*** Input records ***
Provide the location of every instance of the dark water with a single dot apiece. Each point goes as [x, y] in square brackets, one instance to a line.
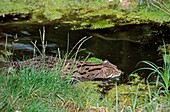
[127, 45]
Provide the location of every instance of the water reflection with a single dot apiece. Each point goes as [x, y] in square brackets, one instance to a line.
[124, 50]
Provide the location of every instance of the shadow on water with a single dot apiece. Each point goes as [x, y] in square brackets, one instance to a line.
[124, 46]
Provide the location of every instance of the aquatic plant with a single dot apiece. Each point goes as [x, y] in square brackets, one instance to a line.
[163, 72]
*** End of Input records ***
Every line between the one holding "Provide the location of every instance of the water" and the end of the listing above, inclusive, must be transcribed exactly; omit all others.

*Task response*:
Provide the location of every instance of the water reflection with a single dot apiece. Each point goes as [x, y] in square brackets, one instance to a line.
[124, 50]
Provide the location of every instance of the shadow on water with a single dot apiece. Each point goes as [x, y] in square brackets, one instance to a line.
[124, 46]
Provide the location of every instance of the aquatic plant with a single dot apiece. Each point goes as [x, y] in square brackets, one instance to a line.
[163, 72]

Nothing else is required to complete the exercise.